• Exercise prompt
Count the lines in the records below that contain the word "Query". Reply with the number alone.

* begin Given information *

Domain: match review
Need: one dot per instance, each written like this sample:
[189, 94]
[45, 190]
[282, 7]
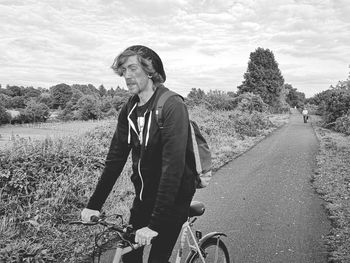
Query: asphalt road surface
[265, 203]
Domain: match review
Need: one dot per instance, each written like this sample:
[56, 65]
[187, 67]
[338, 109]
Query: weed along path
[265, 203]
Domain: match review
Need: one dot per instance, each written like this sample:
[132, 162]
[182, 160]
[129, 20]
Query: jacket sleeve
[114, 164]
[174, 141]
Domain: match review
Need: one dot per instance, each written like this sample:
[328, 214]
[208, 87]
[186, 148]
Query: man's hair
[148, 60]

* end Given information *
* begin Given information *

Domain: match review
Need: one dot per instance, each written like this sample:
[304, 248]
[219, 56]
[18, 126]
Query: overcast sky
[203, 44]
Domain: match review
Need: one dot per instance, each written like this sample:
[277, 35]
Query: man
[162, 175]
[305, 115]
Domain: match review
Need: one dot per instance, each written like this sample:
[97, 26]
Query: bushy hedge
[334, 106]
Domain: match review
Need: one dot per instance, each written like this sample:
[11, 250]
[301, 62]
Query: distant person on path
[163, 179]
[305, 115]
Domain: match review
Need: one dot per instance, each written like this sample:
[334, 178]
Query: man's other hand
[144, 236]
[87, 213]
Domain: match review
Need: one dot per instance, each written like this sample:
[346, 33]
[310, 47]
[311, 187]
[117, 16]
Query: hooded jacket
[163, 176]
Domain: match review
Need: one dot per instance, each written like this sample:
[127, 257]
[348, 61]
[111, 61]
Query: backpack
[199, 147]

* end Given information *

• Exercise response
11